(What you need to do)
Reproduce the following article about World Screen's 35th anniversary word for word, in full.

──────── Document extract

World Screen @ 35: In the Beginning

As World Screen marks its 35th anniversary in this most unusual and challenging year, we realize how much information, edification, entertainment and distraction—vital now to mental health!—television shows have brought us.

In the spirit of celebrating our 35 years and the evolving medium we have covered, we want to present a series of articles that recap and highlight the best of the interviews we have conducted. We are focusing on the evolution of scripted TV series. Most in the industry believe The Sopranos was the watershed drama that changed the genre forever. Indeed, many refer to television as “before The Sopranos” and “after The Sopranos.”

Storytelling goes back to the beginnings of humanity. Television has become one of the highest forms of communicating and connecting. At its best, it has even inspired, changed hearts and minds, and offered a window to places, occupations and lifestyles not seen before. Allow us to tell our story of chronicling the efforts and achievements of today’s best storytellers.

IN THE BEGINNING…
The scripted television shows we enjoy today have evolved from the cop, legal, medical and family dramas and comedies created in the medium’s early years. Even the highly serialized, addictive shows we binge on today, those displaying cinematic production values, characters with compromised moral compasses and layered storytelling, have their roots in yesteryear.

────────────────
──────── Data shown

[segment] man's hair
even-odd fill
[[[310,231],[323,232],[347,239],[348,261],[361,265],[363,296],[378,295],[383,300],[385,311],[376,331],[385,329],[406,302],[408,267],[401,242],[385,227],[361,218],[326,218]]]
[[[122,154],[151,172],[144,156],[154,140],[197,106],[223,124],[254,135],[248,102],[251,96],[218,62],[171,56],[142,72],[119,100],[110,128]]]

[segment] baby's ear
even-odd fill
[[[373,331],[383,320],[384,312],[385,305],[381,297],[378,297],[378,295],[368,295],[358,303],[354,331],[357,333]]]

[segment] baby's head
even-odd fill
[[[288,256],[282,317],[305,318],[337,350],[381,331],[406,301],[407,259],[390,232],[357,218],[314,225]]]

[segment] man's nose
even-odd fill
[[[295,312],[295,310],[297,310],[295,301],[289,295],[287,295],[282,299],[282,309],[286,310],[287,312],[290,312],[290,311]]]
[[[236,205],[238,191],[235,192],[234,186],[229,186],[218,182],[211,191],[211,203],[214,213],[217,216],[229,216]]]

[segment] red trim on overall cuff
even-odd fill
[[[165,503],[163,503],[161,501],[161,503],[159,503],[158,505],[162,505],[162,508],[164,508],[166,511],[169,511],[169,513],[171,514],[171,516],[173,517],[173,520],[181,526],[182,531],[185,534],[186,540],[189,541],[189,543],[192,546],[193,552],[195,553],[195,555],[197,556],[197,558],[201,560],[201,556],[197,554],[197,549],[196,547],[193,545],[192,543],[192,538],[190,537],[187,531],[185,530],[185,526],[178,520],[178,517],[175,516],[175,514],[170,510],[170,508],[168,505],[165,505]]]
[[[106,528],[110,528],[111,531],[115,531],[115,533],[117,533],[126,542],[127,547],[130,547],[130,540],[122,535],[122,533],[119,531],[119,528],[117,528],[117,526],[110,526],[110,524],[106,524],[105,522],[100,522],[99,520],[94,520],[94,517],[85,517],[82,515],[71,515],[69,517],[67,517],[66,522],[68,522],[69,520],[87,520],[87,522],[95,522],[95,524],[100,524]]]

────────────────

(Solved problem)
World Screen @ 35: In the Beginning

As World Screen marks its 35th anniversary in this most unusual and challenging year, we realize how much information, edification, entertainment and distraction—vital now to mental health!—television shows have brought us.

In the spirit of celebrating our 35 years and the evolving medium we have covered, we want to present a series of articles that recap and highlight the best of the interviews we have conducted. We are focusing on the evolution of scripted TV series. Most in the industry believe The Sopranos was the watershed drama that changed the genre forever. Indeed, many refer to television as “before The Sopranos” and “after The Sopranos.”

Storytelling goes back to the beginnings of humanity. Television has become one of the highest forms of communicating and connecting. At its best, it has even inspired, changed hearts and minds, and offered a window to places, occupations and lifestyles not seen before. Allow us to tell our story of chronicling the efforts and achievements of today’s best storytellers.

IN THE BEGINNING…
The scripted television shows we enjoy today have evolved from the cop, legal, medical and family dramas and comedies created in the medium’s early years. Even the highly serialized, addictive shows we binge on today, those displaying cinematic production values, characters with compromised moral compasses and layered storytelling, have their roots in yesteryear.